====== Trecho do texto ======
Toda vez que faço algum tipo de crítica ao kanban, chovem tantos comentários nas minhas redes sociais! Por isso, resolvi escrever um post para ficar como referência e indicar como resposta sempre que alguém me perguntar: “mas por que essa treta com o kanban?”.

Quero começar dizendo que minha crítica não é “ao kanban” especificamente. Minha crítica é ao conceito (que considero) ultrapassado de produtividade do ponto de vista da exploração (sim, o post é uma paulada – segura aí).

Por que eu me interessei (e continuei apaixonada) pelo GTD? O GTD não é um método de produtividade?

O GTD é um método de produtividade que nasceu da contracultura. David Allen, o autor, fazia faculdade em Berkeley nos anos 1960. Ele foi professor de karatê. Estudou História. Ele entrou no mercado corporativo por acaso, porque simplesmente era bom em enxergar coisas que os outros lá inseridos não viam.

Por ter o viés oriental do karatê, o GTD traz muito da filosofia zen de respeito ao outro e do que hoje se chama de mindfulness. Não se trata de fazer mais, mas de estar presente. De estar apropriadamente engajado com o que você está fazendo. De aproveitar bem o tempo – e, muitas vezes, a maneira mais produtiva de aproveitar o tempo é descansar, relaxar, ficar sem fazer nada, tão importante quanto qualquer outra atividade de “esforço”.

Você sabe de onde nasceu o conceito de produtividade?

Nem precisa ir até Marx e associar produção com consumo (como de fato é e resume tudo). Explicar o que é mais valia e exploração. A gente pode ir no guru dos negócios – Peter Drucker – e dizer que produtividade é a métrica da boa gestão. Uma empresa eficiente é uma empresa produtiva.

As máquinas da primeira e da segunda geração da Revolução Industrial fizeram com que o homem trabalhasse menos? Não. As máquinas fizeram com que o homem tivesse que trabalhar mais para dar conta da velocidade de produção das máquinas. Isso se reflete até hoje, com a velocidade da tecnologia, com o mundo 24/7 que a gente vive.

A produtividade nasceu como uma maneira de medir se tem se feito mais coisas em menos tempo. Gastando menos com o trabalho humano e gerando mais lucro. Isso era o conceito de produtividade.
======
A fazer:
Reescreva em forma de lista o parágrafo do trecho sobre produtividade que começa com "O GTD é um método de produtividade", mantendo seus fatos principais.
====== Registros listados ======
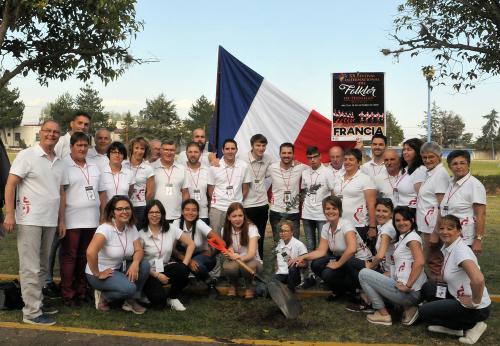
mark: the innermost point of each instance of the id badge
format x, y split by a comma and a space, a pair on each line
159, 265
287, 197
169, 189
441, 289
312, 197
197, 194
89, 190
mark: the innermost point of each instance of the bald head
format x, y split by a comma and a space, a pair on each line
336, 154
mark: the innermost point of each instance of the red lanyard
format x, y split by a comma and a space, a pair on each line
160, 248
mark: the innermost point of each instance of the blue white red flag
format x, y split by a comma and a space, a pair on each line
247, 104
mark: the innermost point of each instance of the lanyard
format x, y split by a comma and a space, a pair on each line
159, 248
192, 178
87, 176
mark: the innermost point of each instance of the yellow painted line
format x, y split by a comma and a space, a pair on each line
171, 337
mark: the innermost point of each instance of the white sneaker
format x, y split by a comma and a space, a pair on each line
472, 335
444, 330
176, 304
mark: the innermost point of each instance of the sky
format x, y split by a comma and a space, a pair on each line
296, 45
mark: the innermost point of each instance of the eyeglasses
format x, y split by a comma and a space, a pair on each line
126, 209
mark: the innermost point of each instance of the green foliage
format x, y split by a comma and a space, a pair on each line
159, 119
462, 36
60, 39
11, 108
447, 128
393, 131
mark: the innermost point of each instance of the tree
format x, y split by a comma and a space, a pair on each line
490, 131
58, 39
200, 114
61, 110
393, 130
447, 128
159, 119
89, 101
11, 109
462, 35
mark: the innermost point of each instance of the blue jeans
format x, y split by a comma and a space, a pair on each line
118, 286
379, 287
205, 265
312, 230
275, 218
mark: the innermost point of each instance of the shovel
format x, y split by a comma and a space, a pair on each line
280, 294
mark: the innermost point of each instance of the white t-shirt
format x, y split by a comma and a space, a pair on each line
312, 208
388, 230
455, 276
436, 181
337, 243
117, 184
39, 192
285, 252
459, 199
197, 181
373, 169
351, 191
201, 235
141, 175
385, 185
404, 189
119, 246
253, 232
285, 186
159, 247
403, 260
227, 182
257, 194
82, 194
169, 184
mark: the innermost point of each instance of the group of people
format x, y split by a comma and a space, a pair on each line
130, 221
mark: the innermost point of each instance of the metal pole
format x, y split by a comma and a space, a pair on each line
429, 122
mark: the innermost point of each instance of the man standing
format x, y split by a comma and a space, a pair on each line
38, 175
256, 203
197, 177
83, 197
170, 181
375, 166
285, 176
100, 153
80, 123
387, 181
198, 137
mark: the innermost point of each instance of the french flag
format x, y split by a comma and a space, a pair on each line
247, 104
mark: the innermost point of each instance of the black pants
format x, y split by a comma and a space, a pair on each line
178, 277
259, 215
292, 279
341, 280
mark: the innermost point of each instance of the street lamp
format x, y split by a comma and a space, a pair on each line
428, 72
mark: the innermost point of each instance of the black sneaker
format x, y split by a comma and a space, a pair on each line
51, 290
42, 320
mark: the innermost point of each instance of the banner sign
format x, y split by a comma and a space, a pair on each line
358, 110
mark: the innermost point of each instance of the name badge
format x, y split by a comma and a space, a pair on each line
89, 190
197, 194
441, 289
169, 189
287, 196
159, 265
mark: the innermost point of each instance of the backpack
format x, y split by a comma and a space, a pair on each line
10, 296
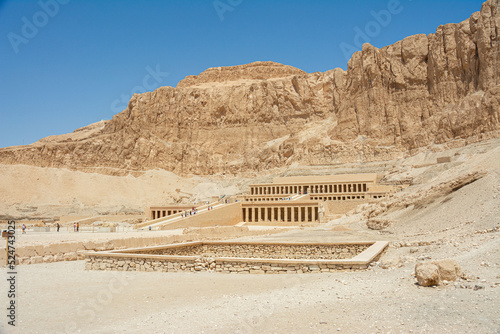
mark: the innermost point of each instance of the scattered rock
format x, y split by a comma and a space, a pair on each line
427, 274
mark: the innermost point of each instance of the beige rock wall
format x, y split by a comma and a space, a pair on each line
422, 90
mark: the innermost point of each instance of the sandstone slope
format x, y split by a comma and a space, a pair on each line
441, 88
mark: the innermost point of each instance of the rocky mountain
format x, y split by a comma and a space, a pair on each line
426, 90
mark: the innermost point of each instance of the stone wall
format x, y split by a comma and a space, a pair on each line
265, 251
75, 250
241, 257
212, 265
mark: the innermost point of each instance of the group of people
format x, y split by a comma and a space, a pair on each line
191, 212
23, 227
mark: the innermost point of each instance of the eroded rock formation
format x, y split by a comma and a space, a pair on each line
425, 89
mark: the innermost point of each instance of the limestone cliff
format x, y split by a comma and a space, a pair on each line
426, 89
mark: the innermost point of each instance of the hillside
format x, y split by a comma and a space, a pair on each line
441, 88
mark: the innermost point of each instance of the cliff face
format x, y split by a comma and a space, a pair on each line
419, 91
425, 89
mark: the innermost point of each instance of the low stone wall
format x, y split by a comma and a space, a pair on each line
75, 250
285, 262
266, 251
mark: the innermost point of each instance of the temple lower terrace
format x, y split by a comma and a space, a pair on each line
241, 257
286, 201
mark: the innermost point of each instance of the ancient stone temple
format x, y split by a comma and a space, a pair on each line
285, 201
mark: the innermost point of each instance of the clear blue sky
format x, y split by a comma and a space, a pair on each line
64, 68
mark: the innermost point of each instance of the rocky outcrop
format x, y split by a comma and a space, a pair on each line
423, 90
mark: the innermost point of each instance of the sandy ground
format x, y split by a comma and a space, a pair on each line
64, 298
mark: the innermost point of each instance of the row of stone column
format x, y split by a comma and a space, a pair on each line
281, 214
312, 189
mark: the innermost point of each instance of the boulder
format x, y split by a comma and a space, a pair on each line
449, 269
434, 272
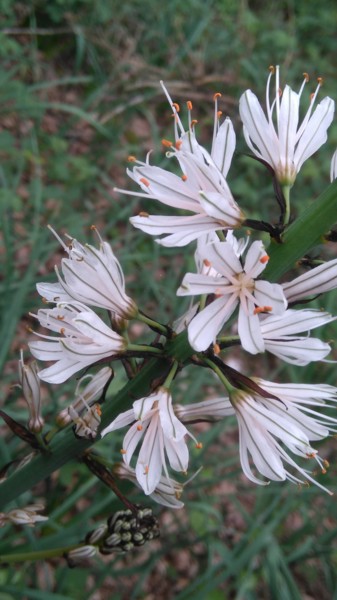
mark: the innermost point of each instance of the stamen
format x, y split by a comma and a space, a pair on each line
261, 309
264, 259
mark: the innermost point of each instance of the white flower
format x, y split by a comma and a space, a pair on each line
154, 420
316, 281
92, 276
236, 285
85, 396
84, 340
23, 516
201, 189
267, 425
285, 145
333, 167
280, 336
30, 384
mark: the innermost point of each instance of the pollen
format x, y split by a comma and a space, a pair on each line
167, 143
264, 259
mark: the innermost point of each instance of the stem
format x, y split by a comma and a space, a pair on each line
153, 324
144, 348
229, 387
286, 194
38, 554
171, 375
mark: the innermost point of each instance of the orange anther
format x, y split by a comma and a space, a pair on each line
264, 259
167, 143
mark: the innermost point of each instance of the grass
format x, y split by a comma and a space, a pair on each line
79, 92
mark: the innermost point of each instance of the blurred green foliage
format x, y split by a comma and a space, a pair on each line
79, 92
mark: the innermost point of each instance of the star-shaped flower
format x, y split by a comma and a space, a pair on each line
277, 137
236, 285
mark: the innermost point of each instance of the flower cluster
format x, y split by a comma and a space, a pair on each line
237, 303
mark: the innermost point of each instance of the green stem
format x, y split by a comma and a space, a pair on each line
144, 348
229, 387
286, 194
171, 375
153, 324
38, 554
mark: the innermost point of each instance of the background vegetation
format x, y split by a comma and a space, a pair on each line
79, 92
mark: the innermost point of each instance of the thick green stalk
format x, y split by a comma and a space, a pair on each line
======
Problema resolvido:
- O GTD é um método de produtividade que nasceu da contracultura.
- Seu autor, David Allen, fez faculdade em Berkeley nos anos 1960.
- Ele foi professor de karatê e estudou História.
- Entrou no mercado corporativo por acaso, por ser bom em enxergar o que os outros ali não viam.